## SET PROBLEM
Rewrite the listing from the line containing "Where can the stone fortification" through the end of the listing, changing "quay" to "wharf" and leaving everything else as it is. Omit the pictures from your answer.
[DATASET EXTRACT start]
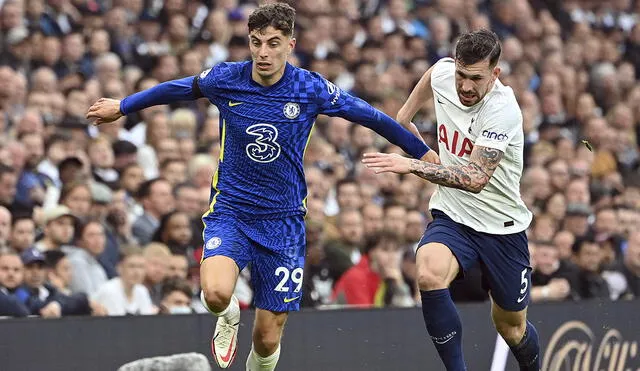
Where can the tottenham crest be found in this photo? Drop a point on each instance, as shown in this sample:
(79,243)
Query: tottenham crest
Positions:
(213,243)
(291,110)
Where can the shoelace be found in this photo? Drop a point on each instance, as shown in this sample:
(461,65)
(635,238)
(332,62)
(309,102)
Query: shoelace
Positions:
(225,334)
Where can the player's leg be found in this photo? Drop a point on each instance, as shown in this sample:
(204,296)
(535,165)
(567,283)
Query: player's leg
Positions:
(505,264)
(437,267)
(519,334)
(267,332)
(225,254)
(276,274)
(218,275)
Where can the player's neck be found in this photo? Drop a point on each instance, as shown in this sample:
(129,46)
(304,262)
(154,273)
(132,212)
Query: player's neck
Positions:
(267,81)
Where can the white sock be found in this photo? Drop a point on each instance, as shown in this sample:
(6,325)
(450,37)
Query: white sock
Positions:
(257,363)
(231,313)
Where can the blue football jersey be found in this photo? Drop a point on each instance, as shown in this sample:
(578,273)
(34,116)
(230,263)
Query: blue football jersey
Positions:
(264,131)
(263,135)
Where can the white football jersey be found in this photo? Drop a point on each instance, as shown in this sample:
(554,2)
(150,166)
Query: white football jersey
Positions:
(494,122)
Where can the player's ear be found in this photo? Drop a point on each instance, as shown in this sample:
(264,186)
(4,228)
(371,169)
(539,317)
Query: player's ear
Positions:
(496,72)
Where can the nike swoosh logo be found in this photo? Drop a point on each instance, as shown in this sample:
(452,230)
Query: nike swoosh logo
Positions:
(443,342)
(227,356)
(521,299)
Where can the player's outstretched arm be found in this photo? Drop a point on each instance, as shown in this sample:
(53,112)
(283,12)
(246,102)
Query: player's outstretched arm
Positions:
(108,110)
(472,177)
(420,94)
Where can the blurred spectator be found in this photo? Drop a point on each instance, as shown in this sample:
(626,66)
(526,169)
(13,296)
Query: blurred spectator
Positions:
(58,228)
(125,295)
(177,266)
(591,281)
(11,277)
(87,272)
(319,273)
(5,226)
(344,251)
(45,299)
(573,66)
(157,200)
(548,281)
(175,232)
(156,256)
(23,233)
(377,278)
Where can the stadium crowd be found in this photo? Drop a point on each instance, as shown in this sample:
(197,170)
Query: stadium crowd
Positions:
(106,220)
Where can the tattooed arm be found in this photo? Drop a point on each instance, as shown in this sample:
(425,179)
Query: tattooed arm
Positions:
(472,177)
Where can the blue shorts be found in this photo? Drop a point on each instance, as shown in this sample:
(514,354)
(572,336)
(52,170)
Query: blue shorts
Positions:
(504,259)
(274,247)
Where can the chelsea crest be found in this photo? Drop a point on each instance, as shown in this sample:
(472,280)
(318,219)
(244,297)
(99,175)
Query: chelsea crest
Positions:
(291,110)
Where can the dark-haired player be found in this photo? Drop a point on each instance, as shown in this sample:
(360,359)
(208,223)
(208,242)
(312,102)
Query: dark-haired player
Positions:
(479,216)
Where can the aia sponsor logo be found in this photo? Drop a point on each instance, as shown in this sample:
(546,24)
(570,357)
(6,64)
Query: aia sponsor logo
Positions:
(454,141)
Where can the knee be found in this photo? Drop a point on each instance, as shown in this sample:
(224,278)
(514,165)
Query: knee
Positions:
(512,333)
(429,279)
(216,297)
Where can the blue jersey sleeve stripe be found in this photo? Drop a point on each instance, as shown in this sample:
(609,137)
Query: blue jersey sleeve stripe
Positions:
(216,175)
(167,92)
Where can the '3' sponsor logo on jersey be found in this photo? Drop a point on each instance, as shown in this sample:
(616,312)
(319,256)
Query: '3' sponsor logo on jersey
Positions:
(265,148)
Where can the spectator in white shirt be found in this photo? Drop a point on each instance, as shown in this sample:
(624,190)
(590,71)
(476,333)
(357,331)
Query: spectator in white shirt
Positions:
(125,295)
(88,274)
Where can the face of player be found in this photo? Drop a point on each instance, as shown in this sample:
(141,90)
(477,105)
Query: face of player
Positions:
(474,81)
(270,49)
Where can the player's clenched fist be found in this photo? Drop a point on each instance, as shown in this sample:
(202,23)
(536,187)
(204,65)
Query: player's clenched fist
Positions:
(105,110)
(431,156)
(387,162)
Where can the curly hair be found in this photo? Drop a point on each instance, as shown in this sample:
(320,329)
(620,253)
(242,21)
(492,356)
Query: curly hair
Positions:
(280,16)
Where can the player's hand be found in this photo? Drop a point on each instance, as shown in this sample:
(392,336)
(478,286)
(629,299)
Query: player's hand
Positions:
(559,288)
(431,157)
(387,162)
(105,110)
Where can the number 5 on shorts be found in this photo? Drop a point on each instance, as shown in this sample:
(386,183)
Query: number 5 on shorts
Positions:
(296,277)
(524,283)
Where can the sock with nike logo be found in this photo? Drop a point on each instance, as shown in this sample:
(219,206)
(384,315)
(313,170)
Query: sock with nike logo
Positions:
(231,313)
(255,362)
(444,327)
(528,351)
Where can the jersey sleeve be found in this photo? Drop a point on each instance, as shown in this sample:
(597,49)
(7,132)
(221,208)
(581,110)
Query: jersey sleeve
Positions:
(499,126)
(331,100)
(206,83)
(441,74)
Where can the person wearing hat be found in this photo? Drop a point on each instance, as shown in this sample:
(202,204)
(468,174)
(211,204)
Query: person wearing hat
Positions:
(576,219)
(58,228)
(18,52)
(11,276)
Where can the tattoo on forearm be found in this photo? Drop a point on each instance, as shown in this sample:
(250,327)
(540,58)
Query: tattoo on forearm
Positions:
(471,177)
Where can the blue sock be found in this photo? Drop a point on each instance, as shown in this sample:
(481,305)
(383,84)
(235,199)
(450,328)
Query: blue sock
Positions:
(444,327)
(528,351)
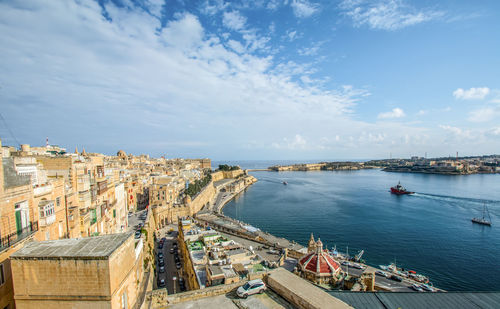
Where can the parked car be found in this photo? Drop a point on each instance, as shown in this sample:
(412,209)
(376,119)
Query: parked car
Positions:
(161,283)
(250,288)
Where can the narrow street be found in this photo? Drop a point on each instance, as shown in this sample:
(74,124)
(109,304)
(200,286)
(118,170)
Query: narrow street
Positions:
(170,269)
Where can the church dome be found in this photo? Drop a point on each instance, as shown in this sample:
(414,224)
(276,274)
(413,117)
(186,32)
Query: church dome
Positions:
(121,154)
(320,263)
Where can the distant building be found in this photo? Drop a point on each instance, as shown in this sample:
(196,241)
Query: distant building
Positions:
(94,272)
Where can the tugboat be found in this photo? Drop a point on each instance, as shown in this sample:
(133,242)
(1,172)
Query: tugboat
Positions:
(483,220)
(399,190)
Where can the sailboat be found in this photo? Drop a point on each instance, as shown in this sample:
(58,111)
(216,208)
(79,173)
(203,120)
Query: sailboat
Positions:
(483,220)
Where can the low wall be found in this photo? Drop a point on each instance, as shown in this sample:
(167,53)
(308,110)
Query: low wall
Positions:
(203,198)
(160,298)
(300,292)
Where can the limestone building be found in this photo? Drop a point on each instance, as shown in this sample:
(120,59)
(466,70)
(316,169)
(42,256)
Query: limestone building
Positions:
(94,272)
(318,265)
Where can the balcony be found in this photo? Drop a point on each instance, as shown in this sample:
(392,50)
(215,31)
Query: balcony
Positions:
(13,238)
(42,190)
(46,221)
(47,213)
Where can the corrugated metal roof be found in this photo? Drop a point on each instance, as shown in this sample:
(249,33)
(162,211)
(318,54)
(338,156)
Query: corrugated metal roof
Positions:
(452,300)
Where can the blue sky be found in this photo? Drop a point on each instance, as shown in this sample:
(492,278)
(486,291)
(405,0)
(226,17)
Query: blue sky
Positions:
(253,79)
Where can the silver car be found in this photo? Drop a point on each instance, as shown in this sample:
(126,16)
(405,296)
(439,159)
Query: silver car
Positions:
(251,287)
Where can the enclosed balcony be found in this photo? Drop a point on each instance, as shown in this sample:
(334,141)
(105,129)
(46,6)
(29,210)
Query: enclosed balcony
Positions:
(47,213)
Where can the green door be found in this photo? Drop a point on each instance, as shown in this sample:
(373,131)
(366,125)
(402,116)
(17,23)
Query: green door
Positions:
(19,225)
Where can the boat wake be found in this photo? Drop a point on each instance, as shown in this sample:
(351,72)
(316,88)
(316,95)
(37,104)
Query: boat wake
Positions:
(450,198)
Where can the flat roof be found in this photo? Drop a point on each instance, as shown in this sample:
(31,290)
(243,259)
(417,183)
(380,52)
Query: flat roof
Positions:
(90,248)
(452,300)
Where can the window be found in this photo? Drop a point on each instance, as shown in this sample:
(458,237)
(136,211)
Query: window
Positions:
(2,275)
(124,301)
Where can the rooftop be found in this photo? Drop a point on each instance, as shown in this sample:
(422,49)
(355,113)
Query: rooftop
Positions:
(98,247)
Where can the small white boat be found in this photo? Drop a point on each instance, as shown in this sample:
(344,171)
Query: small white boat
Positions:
(417,287)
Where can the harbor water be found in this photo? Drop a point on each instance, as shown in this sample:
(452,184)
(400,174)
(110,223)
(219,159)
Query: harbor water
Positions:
(430,232)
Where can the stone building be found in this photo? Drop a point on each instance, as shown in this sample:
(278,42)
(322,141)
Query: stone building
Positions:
(318,265)
(94,272)
(18,221)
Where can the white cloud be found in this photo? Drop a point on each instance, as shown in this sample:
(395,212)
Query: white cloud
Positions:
(126,70)
(296,143)
(292,35)
(236,46)
(184,33)
(386,14)
(471,94)
(484,114)
(273,4)
(304,8)
(234,20)
(63,58)
(395,113)
(309,51)
(211,7)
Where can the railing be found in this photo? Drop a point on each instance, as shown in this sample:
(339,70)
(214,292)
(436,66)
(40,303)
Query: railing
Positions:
(13,238)
(44,221)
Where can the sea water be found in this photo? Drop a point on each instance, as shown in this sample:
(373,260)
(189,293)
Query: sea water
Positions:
(430,232)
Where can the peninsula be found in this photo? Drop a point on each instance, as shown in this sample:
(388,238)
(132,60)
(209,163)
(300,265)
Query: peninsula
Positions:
(488,164)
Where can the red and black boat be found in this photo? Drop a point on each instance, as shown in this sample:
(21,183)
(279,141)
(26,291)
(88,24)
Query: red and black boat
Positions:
(399,190)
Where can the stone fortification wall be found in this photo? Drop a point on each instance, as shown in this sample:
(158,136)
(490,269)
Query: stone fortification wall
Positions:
(203,198)
(160,298)
(219,175)
(301,293)
(58,277)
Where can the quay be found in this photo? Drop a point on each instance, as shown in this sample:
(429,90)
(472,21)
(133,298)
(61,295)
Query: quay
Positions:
(227,189)
(295,251)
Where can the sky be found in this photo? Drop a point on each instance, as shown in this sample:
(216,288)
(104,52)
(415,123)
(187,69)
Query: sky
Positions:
(242,80)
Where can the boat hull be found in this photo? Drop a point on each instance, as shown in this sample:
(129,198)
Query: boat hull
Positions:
(479,221)
(400,192)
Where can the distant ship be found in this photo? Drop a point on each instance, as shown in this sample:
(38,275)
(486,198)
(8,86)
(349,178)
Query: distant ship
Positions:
(399,189)
(483,220)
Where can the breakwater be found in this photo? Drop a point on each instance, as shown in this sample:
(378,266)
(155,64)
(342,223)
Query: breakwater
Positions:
(430,233)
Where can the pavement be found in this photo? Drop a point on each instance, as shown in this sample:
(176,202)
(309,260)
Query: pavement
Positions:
(170,270)
(389,284)
(267,300)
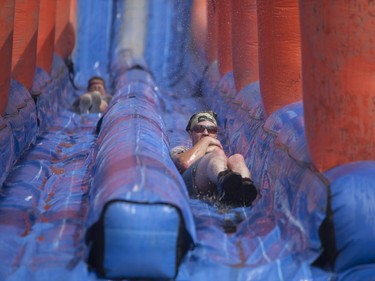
[DATASET EXTRACT end]
## WRITTEN ANSWER
Where can the stone fortification wall be found in this photo? Drop a point on each instance, as shown in this sample:
(158,136)
(490,269)
Query: stone fortification wall
Positions:
(203,198)
(160,298)
(219,175)
(301,293)
(58,277)
Where can the wharf be found in this photo? Drop a point on each instance, as shown in this sample:
(429,90)
(472,21)
(133,298)
(61,295)
Query: wharf
Positions:
(227,189)
(295,251)
Where can the sky be found in this photo? Drop a point on each instance, as shown in this sample:
(216,288)
(104,52)
(415,123)
(187,69)
Query: sky
Positions:
(242,80)
Where can the boat hull be found in this photo? Drop a point on each instance, as shown in this sample:
(129,198)
Query: boat hull
Positions:
(479,221)
(400,192)
Where can the distant ship be found in this photo? Drop a point on each instance, as shown in this sample:
(38,275)
(486,198)
(8,86)
(349,178)
Query: distant ship
Positions:
(399,189)
(483,220)
Where can the breakwater be found in this photo? Drop a point on each instance, as shown in this sample:
(378,266)
(155,64)
(342,223)
Query: breakwater
Positions:
(430,233)
Where can the pavement be found in this photo? Drop a point on each instance, as shown in this sample:
(176,202)
(309,260)
Query: pavement
Positions:
(170,270)
(389,284)
(267,300)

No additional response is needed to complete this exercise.